Scheduling Education for Some Major Changes

Scheduling Education for Some Major Changes

The COVID-19 pandemic has shaken the world and is leaving many questions in its wake. One of the most major aspects of the effects of the pandemic is how it has affected learning and teaching and how it will continue to change teaching and learning in the future.

A main point of discussion currently is that we are at a turning point in history. As the world recovers from the pandemic, it is obvious that many decisions will have to be made to improve on the challenges the world has faced as a result of the pandemic. One of these challenges is schools rapidly moving to remote learning. After the world shifted virtually everything to digital in a matter of weeks, everyone learnt that many things are possible to do entirely online. For this reason, the world will be making some major adjustments as to how we work, learn and interact with one another.

Discussing the challenges and learning curve of shifting to remote learning.

As a result of the pandemic, education is scheduled for some massive changes:

Teaching and Learning in Fall 2020

It is hard to say what teaching and learning will look like this coming fall. However, it is possible to make some predictions.

In the fall it is very possible that schools will remain closed and continue remote learning. However, I believe that both teachers and students will be more prepared for remote learning after the summer. If classes are still being delivered remotely in the fall, I think that things will run much more smoothly than they did in the spring because both teachers and students will be able to overcome the challenges that were presented by remote learning.

Teaching and Learning in 2025

In 2025, I think that it is plausible to assume that more classrooms will become connectedED classrooms. I believe that students will remain in classrooms, as developing social skills is important. However, I think that each student will have a device in which they complete the majority of their school work on. I think this is a plausible prediction because Saskatchewan already has classrooms that resemble this model.

In conclusion, I think that the COVID-19 pandemic has alerted the world that change can be made in regards to how we interact with the world. However, I think that change in education will happen slowly and will require a lot of trial and error to find a system that works best for the upcoming generation.

4 thoughts on “Scheduling Education for Some Major Changes

  1. Hi Jordan! First off, love the Bitmojis! What a fun way to personalize your post.
    I agree with your predictions, especially about schooling come 2025. I think we have to have some sort of face-to-face learning so children can develop those necessary social skills. I wonder what your thoughts are on how today’s youth will have those social skills impacted from remote teaching we’ve had this winter? And will that change even more after a fall of remote learning as well?

▶ _Record set_
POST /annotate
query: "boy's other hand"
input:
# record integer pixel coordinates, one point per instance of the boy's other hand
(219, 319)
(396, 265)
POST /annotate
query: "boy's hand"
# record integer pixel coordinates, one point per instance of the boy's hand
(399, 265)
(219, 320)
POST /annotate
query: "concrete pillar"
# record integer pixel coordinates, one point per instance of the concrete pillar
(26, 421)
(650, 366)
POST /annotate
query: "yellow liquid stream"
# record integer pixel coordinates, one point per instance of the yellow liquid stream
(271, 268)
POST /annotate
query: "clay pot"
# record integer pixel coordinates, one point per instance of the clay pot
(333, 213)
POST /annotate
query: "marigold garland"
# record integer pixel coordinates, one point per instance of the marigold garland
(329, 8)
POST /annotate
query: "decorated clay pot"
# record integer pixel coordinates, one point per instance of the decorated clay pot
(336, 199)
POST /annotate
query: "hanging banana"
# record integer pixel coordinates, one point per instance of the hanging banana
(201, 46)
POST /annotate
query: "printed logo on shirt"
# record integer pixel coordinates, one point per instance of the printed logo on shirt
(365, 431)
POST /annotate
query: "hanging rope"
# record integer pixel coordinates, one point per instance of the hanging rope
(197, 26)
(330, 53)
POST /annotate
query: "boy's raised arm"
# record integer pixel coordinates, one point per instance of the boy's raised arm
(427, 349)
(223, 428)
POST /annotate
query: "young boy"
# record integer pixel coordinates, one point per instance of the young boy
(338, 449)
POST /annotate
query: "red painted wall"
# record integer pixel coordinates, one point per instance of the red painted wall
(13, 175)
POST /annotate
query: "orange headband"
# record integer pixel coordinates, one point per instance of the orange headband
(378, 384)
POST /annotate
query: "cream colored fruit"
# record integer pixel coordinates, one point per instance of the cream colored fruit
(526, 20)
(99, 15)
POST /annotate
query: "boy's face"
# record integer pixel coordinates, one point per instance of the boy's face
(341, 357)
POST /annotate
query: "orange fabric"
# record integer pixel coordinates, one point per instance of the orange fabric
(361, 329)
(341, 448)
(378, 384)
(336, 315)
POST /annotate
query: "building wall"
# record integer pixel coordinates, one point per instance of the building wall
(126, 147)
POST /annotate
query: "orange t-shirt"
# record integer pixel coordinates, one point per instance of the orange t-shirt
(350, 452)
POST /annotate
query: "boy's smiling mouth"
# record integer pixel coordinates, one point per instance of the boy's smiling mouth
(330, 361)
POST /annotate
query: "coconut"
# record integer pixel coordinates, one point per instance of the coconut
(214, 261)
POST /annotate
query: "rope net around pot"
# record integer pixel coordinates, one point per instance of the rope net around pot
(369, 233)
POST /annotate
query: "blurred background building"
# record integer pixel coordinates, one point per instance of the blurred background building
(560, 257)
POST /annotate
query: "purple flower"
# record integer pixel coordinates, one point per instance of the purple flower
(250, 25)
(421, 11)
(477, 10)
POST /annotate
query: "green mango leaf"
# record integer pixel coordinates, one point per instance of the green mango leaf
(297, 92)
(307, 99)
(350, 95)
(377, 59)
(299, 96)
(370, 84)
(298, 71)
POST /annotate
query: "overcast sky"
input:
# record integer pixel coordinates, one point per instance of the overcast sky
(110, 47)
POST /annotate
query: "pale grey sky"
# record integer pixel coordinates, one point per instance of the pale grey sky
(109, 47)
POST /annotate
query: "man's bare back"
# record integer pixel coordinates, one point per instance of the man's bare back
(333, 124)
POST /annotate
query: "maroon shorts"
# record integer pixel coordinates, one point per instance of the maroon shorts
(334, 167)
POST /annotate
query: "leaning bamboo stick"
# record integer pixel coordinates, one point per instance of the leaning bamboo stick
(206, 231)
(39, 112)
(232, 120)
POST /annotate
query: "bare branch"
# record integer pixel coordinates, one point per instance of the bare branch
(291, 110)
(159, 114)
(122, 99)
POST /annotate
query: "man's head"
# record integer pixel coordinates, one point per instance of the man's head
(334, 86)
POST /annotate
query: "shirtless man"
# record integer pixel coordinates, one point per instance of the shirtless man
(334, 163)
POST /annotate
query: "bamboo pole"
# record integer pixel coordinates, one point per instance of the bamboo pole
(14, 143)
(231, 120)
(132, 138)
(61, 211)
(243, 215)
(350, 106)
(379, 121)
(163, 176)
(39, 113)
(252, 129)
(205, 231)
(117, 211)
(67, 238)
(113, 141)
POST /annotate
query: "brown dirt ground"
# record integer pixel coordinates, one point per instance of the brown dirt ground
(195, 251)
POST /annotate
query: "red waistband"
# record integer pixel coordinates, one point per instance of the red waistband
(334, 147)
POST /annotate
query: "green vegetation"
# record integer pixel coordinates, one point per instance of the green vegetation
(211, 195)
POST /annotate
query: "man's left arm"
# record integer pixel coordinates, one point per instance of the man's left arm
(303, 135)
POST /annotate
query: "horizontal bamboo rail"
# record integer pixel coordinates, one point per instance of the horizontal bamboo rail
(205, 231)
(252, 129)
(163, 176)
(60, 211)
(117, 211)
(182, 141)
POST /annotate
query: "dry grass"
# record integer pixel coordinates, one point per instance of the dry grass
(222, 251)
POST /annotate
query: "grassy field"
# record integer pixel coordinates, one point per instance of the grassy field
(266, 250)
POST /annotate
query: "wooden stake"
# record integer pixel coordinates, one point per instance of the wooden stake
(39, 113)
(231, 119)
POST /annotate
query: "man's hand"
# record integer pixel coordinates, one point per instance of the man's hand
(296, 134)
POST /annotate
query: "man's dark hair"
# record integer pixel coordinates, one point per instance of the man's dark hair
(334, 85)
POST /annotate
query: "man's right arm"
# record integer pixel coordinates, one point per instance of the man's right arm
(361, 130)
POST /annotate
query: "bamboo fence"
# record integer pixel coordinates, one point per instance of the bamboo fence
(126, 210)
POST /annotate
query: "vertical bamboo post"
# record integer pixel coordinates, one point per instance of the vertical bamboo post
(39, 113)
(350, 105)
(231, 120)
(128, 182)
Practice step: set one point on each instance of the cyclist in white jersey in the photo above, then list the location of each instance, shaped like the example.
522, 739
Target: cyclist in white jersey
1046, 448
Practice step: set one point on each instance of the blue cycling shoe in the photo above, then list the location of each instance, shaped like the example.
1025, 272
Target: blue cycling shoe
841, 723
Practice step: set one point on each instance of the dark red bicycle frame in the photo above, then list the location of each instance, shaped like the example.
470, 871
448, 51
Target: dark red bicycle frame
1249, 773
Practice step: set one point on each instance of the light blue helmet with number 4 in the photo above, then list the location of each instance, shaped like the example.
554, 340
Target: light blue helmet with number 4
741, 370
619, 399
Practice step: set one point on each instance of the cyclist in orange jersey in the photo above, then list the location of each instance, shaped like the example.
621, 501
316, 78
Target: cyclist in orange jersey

▶ _Exercise directions_
Continue the blog post about how the pandemic will change schooling, starting right after its last sentence.

▶ _Task output_
    Personally I think this will have an effect on those skills. Thinking back to when I was in school, I remember coming back to school in the Fall and half of us would be like brainless zombies! I worry about how this extended time away from school will impact their learning once students do return to schools.
    Looking forward to reading your thoughts!

    1. Thanks Madeline!

      I think that remote learning is going to really hinder children’s social development and that the longer we are required to socially distance, the more harm it will cause our students.

      My boyfriend’s little sister is seven and has ADHD, so for her it is extremely important to work on her social skills as this is the area she struggles most in. I have already noticed that her behavior is becoming increasingly worse and I believe that it is because she requires the nurturing environment school gives her to cultivate positive relationships and manage her hyperactivity/irritability. I think that the sooner we are able to have students in the classroom the better because I imagine that all students are affected like her, especially those that have behavioral issues.

  2. I agree with Madeline, love your Bitmojis! I also agree with the comment you made about how there’s still a lot of “trial and error” to be made in the education world. We’ve never made this kind of leap before so there’s bound to be some kinks to work out for sure. Honestly, all we can do is try our best and work together to make this experience as beneficial to the future as possible!

    1. Thanks for your thoughts Kendyll!

      I agree. We are playing the long game and we will just have to see how things pan out from here.